> _Page_

══════

Christopher Jullien (born 22 March 1993) is a French professional footballer who plays as a centre-back for  club Montpellier. He is a former France youth international, having represented his country at under-20 level.

Club career

Early career and Auxerre 
After failing to earn selection into the prestigious Clairefontaine academy, Jullien joined another local Parisian club, Torcy, the same club that produced France national team's Paul Pogba. He then left in 2006 for Auxerre. 

After a year spent playing with the club's reserve team, former coach Jean-Guy Wallemme started playing him during the 2012–13 campaign in the second division. He made his club debut on 24 August 2012, when Auxerre won 2–1 against Laval. Jullien scored his first professional goal a week later, in a League Cup match against Dijon.

SC Freiburg
Jullien signed his first professional contract with SC Freiburg on a free transfer, after Auxerre failed to do so in the summer of 2013. During his first season in Freiburg, although he only appeared for the second team, he played in the fourth tier, the Regionalliga.

Loan to Dijon
In late June 2015, Jullien was loaned to Dijon in Ligue 2.

Toulouse
On 1 July 2016, Jullien signed a four-year contract for Ligue 1 side Toulouse.

Celtic
On 28 June 2019, Jullien signed a four-year contract for Celtic. He signed for a fee rumored to be in the region of £7 million, which would make him Celtic's second most expensive signing (after fellow Frenchman Odsonne Édouard, who signed for £9 million the previous summer).

In the following game against Romanians CFR Cluj, Jullien was left on the bench as Celtic crashed out losing 4–3 on the night and 5–4 on aggregate in a Champions League Qualifying 3rd round 2nd leg tie. He scored his first goal for Celtic in a UEFA Europa League qualifying tie against AIK on 29 August 2019. He suffered a head injury in a game in September 2019.

══════

Records from a data source
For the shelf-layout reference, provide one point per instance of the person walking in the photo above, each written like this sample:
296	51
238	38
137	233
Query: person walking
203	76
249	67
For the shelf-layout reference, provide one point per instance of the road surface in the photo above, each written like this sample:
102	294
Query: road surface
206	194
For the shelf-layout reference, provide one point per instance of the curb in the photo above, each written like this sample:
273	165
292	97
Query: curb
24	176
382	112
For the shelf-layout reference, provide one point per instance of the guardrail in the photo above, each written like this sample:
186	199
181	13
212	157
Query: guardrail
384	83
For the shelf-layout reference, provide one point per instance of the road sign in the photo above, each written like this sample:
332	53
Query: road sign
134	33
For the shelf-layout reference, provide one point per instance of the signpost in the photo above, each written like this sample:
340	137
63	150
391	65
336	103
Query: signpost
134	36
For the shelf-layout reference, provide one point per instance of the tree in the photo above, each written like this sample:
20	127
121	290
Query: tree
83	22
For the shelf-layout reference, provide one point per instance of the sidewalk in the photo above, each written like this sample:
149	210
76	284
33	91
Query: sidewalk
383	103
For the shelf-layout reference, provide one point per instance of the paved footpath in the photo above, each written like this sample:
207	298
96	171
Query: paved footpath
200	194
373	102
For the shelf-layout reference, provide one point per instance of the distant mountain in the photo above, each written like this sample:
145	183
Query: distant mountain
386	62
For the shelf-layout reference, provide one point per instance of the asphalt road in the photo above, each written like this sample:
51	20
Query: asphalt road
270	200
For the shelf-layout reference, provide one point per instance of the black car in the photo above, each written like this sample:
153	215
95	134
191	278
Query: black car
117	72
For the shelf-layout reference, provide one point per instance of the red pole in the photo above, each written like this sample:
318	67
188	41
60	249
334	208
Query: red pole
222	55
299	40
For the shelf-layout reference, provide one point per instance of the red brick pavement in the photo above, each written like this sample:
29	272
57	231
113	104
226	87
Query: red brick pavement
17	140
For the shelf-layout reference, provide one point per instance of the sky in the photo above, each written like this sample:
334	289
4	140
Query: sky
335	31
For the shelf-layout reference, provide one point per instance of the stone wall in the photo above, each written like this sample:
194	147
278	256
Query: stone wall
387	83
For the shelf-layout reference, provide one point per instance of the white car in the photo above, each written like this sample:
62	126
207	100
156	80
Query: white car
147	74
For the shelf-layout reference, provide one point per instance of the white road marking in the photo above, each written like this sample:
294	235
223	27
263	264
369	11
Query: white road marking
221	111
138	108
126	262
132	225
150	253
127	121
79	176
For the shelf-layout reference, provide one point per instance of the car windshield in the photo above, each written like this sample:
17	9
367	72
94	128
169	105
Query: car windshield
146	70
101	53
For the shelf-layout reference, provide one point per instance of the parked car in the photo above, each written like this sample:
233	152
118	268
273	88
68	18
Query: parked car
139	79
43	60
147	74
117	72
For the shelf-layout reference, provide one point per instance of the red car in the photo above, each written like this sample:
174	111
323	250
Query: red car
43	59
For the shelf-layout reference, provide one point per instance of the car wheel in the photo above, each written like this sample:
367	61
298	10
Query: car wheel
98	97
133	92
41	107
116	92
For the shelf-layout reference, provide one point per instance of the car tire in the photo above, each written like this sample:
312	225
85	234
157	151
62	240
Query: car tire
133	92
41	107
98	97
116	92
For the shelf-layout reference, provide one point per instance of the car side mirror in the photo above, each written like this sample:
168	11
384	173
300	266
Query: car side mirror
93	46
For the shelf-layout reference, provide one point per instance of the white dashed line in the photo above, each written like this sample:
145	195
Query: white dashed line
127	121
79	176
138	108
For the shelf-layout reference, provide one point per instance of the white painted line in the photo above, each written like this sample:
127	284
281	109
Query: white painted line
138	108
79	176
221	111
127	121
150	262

══════

> _What is asked_
• 1. According to the Christopher Jullien article, on what date did Jullien sign his four-year contract with Celtic?
• 2. Retype the entries from the line containing "the car side" through the last line of the entries, both included.
These entries are unrelated to the Christopher Jullien article.

> _Task results_
• 1. On 28 June 2019.

• 2.
For the shelf-layout reference, provide one point per instance of the car side mirror in the photo above, each written like this sample:
168	11
384	173
300	266
Query: car side mirror
93	46
For the shelf-layout reference, provide one point per instance of the white dashed line in the photo above, each written like this sample:
145	195
Query: white dashed line
127	121
79	176
138	108
For the shelf-layout reference, provide one point per instance of the white painted line in the photo above, each written like this sample:
127	284
281	109
Query: white painted line
138	108
79	176
221	111
127	121
150	262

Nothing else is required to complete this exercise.